* [Description of the task]: Every entry, from the first to the last, should be written out exactly.

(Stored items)
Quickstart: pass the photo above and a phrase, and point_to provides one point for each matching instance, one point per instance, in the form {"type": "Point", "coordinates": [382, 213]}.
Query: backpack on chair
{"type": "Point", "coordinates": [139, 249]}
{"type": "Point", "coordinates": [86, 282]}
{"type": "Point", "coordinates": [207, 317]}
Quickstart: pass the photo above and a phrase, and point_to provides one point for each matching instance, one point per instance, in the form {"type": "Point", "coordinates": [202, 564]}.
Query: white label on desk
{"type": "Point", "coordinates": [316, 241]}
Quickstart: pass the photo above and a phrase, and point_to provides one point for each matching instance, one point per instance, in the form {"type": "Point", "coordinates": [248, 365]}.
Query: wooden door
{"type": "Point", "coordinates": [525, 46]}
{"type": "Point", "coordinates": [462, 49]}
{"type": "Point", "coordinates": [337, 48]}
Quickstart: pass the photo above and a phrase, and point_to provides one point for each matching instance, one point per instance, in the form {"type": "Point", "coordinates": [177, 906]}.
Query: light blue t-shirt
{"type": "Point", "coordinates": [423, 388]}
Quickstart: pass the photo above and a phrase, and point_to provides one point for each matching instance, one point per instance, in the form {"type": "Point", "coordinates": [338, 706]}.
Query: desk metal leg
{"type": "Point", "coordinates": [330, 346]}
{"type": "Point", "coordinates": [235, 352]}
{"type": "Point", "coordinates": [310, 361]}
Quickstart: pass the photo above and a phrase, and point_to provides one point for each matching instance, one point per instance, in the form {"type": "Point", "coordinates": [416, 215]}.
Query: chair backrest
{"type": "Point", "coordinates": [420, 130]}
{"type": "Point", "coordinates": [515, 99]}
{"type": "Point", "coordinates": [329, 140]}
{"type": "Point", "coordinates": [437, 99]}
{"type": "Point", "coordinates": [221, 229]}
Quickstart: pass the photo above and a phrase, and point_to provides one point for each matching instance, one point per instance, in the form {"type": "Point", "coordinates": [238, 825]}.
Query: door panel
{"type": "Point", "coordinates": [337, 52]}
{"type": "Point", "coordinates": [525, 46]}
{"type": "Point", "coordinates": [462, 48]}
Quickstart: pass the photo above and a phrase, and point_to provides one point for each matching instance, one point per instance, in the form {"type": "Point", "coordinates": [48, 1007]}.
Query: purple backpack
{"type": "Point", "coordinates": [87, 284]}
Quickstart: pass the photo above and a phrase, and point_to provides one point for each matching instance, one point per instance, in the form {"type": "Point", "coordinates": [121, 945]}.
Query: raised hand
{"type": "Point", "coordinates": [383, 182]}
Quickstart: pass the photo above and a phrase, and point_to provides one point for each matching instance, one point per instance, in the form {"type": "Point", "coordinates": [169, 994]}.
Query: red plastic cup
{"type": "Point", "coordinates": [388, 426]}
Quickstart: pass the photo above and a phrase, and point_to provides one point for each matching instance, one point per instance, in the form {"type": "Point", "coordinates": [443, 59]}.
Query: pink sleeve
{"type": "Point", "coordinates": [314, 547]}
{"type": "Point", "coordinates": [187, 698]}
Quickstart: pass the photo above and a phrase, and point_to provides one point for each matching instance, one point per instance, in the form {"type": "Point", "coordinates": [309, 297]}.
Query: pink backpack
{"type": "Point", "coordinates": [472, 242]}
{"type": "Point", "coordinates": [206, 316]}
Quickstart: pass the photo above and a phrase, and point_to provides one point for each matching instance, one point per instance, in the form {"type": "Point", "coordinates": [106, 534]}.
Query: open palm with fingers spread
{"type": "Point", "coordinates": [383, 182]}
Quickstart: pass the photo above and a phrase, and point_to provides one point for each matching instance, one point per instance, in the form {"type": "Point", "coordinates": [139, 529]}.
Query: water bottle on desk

* [Output for this task]:
Quickstart: pass the photo above and a phrase, and point_to provides one point for each matching instance, one point per instance, in the form {"type": "Point", "coordinates": [382, 213]}.
Query: backpack on chair
{"type": "Point", "coordinates": [139, 249]}
{"type": "Point", "coordinates": [86, 282]}
{"type": "Point", "coordinates": [207, 317]}
Quickstart: pass the photo above and a phrase, and point_to provides one point for each matching instance, one point per instance, in the form {"type": "Point", "coordinates": [202, 564]}.
Query: white label on desk
{"type": "Point", "coordinates": [316, 241]}
Quickstart: pass the photo above and a phrase, and point_to provides one point for each matching instance, one point per instance, in the form {"type": "Point", "coordinates": [248, 365]}.
Query: wooden door
{"type": "Point", "coordinates": [525, 46]}
{"type": "Point", "coordinates": [462, 49]}
{"type": "Point", "coordinates": [337, 48]}
Quickstart: pass the photo above and a phrase, and point_to provides one point for each matching instance, one point per instance, in the form {"type": "Point", "coordinates": [177, 906]}.
Query: light blue t-shirt
{"type": "Point", "coordinates": [423, 388]}
Quickstart: pass the photo above and a phrase, and point_to provides one point for each matching instance, one point per instance, in the form {"type": "Point", "coordinates": [338, 706]}.
Query: desk metal leg
{"type": "Point", "coordinates": [330, 346]}
{"type": "Point", "coordinates": [235, 352]}
{"type": "Point", "coordinates": [310, 361]}
Quickstart: pass the photo above and a phrase, and point_to provides one point for each matching instance, one point per instance, in the form {"type": "Point", "coordinates": [416, 215]}.
Query: chair backrest
{"type": "Point", "coordinates": [420, 130]}
{"type": "Point", "coordinates": [515, 99]}
{"type": "Point", "coordinates": [329, 140]}
{"type": "Point", "coordinates": [437, 99]}
{"type": "Point", "coordinates": [221, 229]}
Quickstart: pass the photo above and a phrase, and point_to provides one point for each matching instance, one point per instance, in the form {"type": "Point", "coordinates": [238, 825]}.
Query: door panel
{"type": "Point", "coordinates": [337, 52]}
{"type": "Point", "coordinates": [525, 46]}
{"type": "Point", "coordinates": [462, 48]}
Quickstart: pass the photo above and a phrase, and point_to provides one point for each matching instance, one point per instance, in the form {"type": "Point", "coordinates": [48, 1007]}.
Query: purple backpack
{"type": "Point", "coordinates": [87, 284]}
Quickstart: pass the photo above and a phrase, and point_to provides one point for each matching instance, one point per instance, in the form {"type": "Point", "coordinates": [121, 945]}.
Query: raised hand
{"type": "Point", "coordinates": [383, 182]}
Quickstart: pass the photo above and a phrase, and point_to provides one point for each matching instance, one point per instance, in the form {"type": "Point", "coordinates": [169, 994]}.
Query: red plastic cup
{"type": "Point", "coordinates": [388, 426]}
Quickstart: pass the photo above and a phrase, and point_to provides one point for each matching instance, one point per instance, in the form {"type": "Point", "coordinates": [443, 59]}.
Query: pink sleeve
{"type": "Point", "coordinates": [314, 547]}
{"type": "Point", "coordinates": [187, 698]}
Quickstart: pass the photo above and a phrase, and point_to provides one point for each matching instance, one point per instance, in the form {"type": "Point", "coordinates": [309, 297]}.
Query: pink backpack
{"type": "Point", "coordinates": [472, 242]}
{"type": "Point", "coordinates": [206, 316]}
Quickstart: pass the photo above and a phrase, and point_to provides one point for each matching instance, one point per instance, in the form {"type": "Point", "coordinates": [106, 534]}.
Query: open palm with fingers spread
{"type": "Point", "coordinates": [383, 182]}
Quickstart: pass the photo above and a phrase, and point_to provides one point for each matching instance, one point per instance, in the form {"type": "Point", "coordinates": [139, 529]}.
Query: water bottle on desk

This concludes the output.